Un performer incomparabile col corpo sulla terra e la testa su Marte. Abitato da una bellezza cosmica ci ha lasciato una voce eterna che spinge sul cuore, si aggrappa alla memoria e lì resta per sempre.
di Marzia Gandolfi

David Bowie (David Robert Hayward-Jones) 8 gennaio 1947, Londra (Gran Bretagna) - 10 Gennaio 2016, Londra (Gran Bretagna).
martedì 19 gennaio 2016 - Celebrities

Veniva da altrove ed era dappertutto David Bowie. Polimorfo e versatile, vampiro e camaleonte, ha disseminato una moltitudine di immagini di sé, che si trattasse dei personaggi interpretati nelle clip, di quelli 'posati' sulle cover, di apparizioni come attore o della sua presenza subliminale dentro film, a cui prestava canzoni e voce. Animale unico della sua specie, non assomiglia a nessuno e nessuno gli somiglia. Lo stile di Bowie non appartiene che a lui.
'Laboratorio' inesauribile di forme, concepisce da sé le silhouettes dei suoi numerosi avatar e delle sue tante vite. Per Bowie palcoscenico e vita si confondono, l'esistenza non è per lui che un gioco di ruoli e il costume il modo migliore di prendere posto nella narrazione che ciascuno di noi fa di se stesso. La sua l'ha consegnata al mondo e di questo saremo sempre riconoscenti. Bowie non è un prodotto della moda o dell'immaginazione di uno stilista, Bowie si è creato da solo e ha cucito da solo ogni mise. Non è la moda a ispirarlo ma è lui che la ispira, galvanizzando Frida Giannini (Gucci) che consacra tre collezioni allo stile Bowie, Hedi Slimane (Dior Homme) che applica la sua eleganza androgina all'abito maschile, Raf Simons (ancora Dior) che omaggia i suoi personaggi nella collezione haute couture primavera-estate 2015.

• _COMPITI ASSEGNATI_
1. Elenca tutti gli stilisti che, secondo il testo su David Bowie, si sono ispirati al suo stile.
2. Restituisci senza modifiche la parte del testo su David Bowie che inizia con "Un performer incomparabile" e termina con "appartiene che a lui.".

• _SEZIONE DATI_
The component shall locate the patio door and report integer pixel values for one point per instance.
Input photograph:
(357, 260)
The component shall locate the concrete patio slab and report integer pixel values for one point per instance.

• _LE RISPOSTE_
1. Frida Giannini, Hedi Slimane, Raf Simons

2.
Un performer incomparabile col corpo sulla terra e la testa su Marte. Abitato da una bellezza cosmica ci ha lasciato una voce eterna che spinge sul cuore, si aggrappa alla memoria e lì resta per sempre.
di Marzia Gandolfi

David Bowie (David Robert Hayward-Jones) 8 gennaio 1947, Londra (Gran Bretagna) - 10 Gennaio 2016, Londra (Gran Bretagna).
martedì 19 gennaio 2016 - Celebrities

Veniva da altrove ed era dappertutto David Bowie. Polimorfo e versatile, vampiro e camaleonte, ha disseminato una moltitudine di immagini di sé, che si trattasse dei personaggi interpretati nelle clip, di quelli 'posati' sulle cover, di apparizioni come attore o della sua presenza subliminale dentro film, a cui prestava canzoni e voce. Animale unico della sua specie, non assomiglia a nessuno e nessuno gli somiglia. Lo stile di Bowie non appartiene che a lui.